Could you print the stretch of lines below from the one with "Locate the bare" through the one with "Locate the clear", exactly as they stand and without any pictures?
(RECORDS FOR THIS EXERCISE Opens)
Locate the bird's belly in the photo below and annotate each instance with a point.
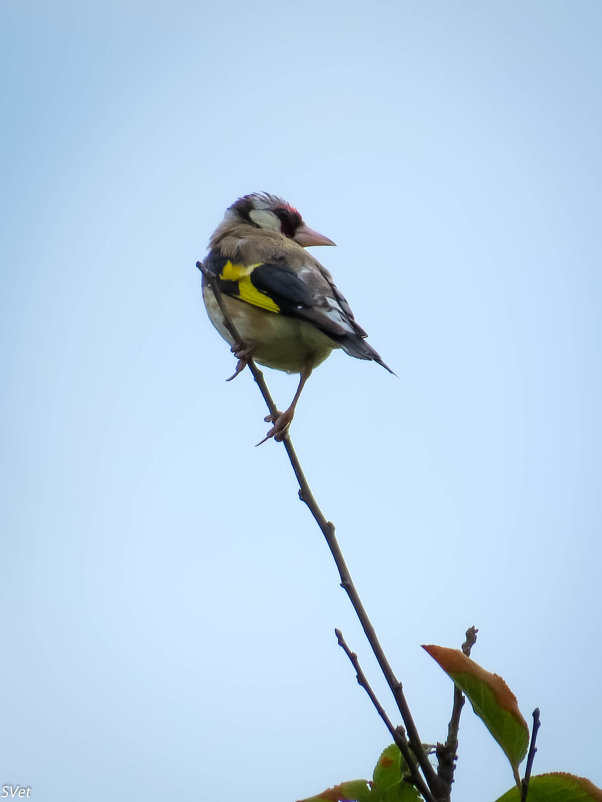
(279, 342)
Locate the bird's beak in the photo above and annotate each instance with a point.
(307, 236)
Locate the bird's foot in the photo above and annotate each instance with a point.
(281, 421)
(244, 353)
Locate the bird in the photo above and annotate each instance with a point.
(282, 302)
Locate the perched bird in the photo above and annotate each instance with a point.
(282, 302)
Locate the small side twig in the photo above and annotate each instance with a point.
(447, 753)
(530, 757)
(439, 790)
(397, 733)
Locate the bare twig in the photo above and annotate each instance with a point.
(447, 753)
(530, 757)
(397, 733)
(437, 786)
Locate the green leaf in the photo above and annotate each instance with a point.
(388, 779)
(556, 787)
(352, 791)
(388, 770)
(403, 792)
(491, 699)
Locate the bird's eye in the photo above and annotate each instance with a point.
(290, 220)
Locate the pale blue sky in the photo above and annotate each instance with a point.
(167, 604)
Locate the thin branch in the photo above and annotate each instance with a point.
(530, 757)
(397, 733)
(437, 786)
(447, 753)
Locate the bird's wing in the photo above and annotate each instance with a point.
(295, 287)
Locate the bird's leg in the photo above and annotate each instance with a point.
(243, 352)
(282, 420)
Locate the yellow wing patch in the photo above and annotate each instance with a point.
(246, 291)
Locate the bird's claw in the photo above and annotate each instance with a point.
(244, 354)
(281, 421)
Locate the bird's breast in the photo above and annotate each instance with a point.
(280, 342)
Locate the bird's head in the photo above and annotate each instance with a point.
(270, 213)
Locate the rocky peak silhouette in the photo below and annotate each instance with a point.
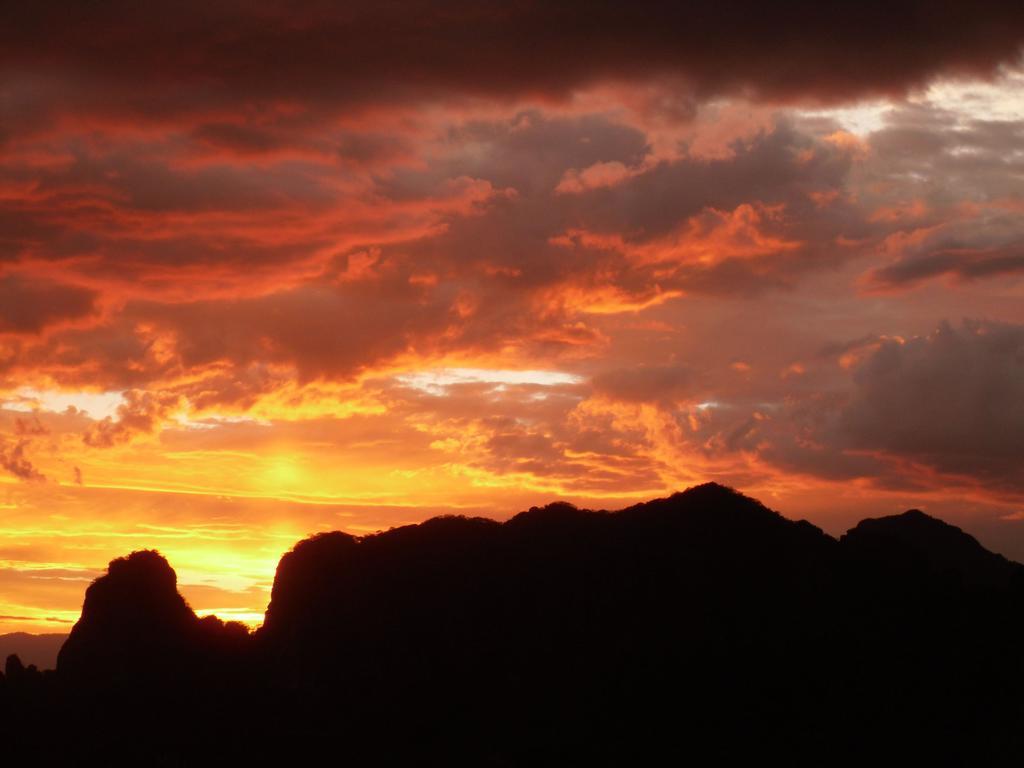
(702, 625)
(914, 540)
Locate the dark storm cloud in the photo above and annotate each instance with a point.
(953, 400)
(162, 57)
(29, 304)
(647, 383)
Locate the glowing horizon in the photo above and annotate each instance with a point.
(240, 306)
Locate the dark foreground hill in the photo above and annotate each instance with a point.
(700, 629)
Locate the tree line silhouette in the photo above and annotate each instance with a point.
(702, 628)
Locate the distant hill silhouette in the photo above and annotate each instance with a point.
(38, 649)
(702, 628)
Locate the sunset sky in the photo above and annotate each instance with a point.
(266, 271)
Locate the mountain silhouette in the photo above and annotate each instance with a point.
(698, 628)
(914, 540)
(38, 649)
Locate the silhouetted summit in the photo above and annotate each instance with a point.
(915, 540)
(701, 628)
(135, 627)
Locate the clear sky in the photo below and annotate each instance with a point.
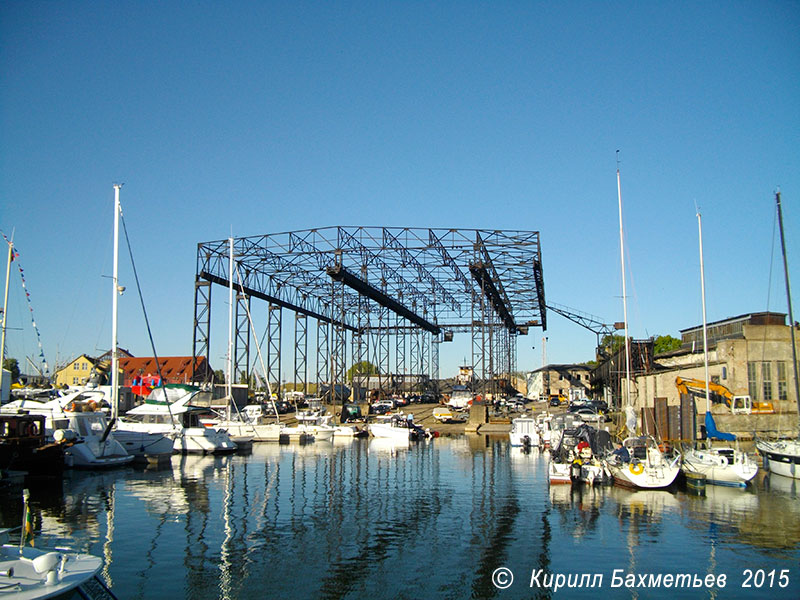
(RECORDS FOR THIS EXERCISE Closes)
(RECORDS FOR THIS EXERCISE Opens)
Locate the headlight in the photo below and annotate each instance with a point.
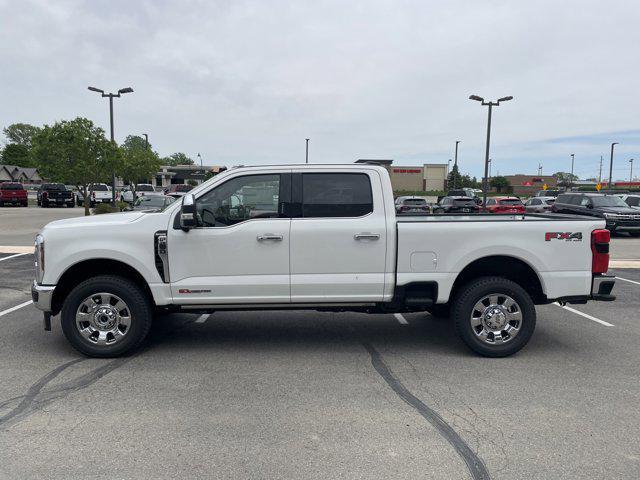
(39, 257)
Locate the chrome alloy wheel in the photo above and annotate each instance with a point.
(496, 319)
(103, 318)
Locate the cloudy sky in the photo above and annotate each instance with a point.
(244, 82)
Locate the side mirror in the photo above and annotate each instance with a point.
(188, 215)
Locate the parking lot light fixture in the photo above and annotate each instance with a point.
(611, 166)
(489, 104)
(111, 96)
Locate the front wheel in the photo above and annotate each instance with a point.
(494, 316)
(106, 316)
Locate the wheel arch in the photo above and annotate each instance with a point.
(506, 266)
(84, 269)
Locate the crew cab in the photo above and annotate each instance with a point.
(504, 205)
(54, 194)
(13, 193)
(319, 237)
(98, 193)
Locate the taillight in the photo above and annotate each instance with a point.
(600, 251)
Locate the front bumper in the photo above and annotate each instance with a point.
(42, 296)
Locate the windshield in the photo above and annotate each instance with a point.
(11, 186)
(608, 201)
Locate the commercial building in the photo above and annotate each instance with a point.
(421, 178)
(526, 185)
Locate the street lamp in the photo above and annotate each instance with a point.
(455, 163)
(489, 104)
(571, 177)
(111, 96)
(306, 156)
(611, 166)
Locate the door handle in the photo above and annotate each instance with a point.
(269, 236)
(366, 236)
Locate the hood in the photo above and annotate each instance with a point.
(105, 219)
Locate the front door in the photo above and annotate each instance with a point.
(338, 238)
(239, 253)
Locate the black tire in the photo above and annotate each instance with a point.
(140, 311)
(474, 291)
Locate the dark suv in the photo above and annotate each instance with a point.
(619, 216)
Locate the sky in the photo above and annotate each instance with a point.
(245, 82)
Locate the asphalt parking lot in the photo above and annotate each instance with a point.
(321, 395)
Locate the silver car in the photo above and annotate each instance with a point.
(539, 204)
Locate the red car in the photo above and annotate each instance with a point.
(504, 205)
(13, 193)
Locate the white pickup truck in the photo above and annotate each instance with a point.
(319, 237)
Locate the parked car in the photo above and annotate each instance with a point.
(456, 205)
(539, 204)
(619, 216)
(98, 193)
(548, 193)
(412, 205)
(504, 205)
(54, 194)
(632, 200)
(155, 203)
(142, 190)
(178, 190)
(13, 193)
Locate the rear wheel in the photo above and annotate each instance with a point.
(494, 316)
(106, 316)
(RECORDS FOR THIS EXERCISE Closes)
● **RESULT OF THE TASK**:
Locate the bare twig in the photo above and annotate each instance with a point.
(447, 753)
(530, 757)
(397, 733)
(437, 786)
Locate the green leaf in the photo above and annotate each instance with a point.
(388, 779)
(556, 787)
(352, 791)
(388, 770)
(403, 792)
(491, 699)
Locate the bird's eye in the photo above and annotate each instance with a point.
(290, 220)
Locate the pale blue sky in the photo above and annotate each instance with a point.
(167, 604)
Locate the thin branch in the photo above and annotate each instance with a point.
(530, 757)
(397, 733)
(437, 786)
(447, 753)
Locate the bird's wing in the photo above and annotate each instance with a point.
(295, 287)
Locate the bird's leg in the photo above and annotate each instance with a point.
(243, 352)
(282, 420)
Locate the yellow wing patch in the photo above and annotate each instance with a point.
(246, 291)
Locate the bird's claw in the photo above and annotate each instance with a point.
(244, 354)
(281, 421)
Locate the bird's breast in the photo above and annotate each instance with a point.
(280, 342)
Locate the bird's head in the photo above and annotate each instance with a point.
(270, 213)
Locate the rocky peak silhouette in the photo below and annotate each instance with a point.
(702, 625)
(914, 540)
Locate the dark storm cloud in the photo above and annotate each instance with a point.
(953, 400)
(162, 57)
(29, 304)
(647, 383)
Locate the glowing horizon in the photo above and annotate each instance with a point.
(240, 306)
Locate the dark foreground hill in the photo above and annotate each instance with a point.
(700, 629)
Locate the tree line silhouette in the photo above and annotate each instance with a point.
(702, 628)
Locate the distant hill silhouette in the photo above and annotate each instance with a point.
(38, 649)
(702, 628)
Locate the sunset sky in the photo above and annotate each instance with a point.
(266, 271)
Locate the mountain silhouette in the photo above and annotate each instance with a point.
(698, 628)
(914, 540)
(38, 649)
Locate the silhouetted summit in the photo above and annotate each instance with a point.
(915, 540)
(701, 628)
(135, 627)
Locate the clear sky in the photo below and annotate each instance with a point.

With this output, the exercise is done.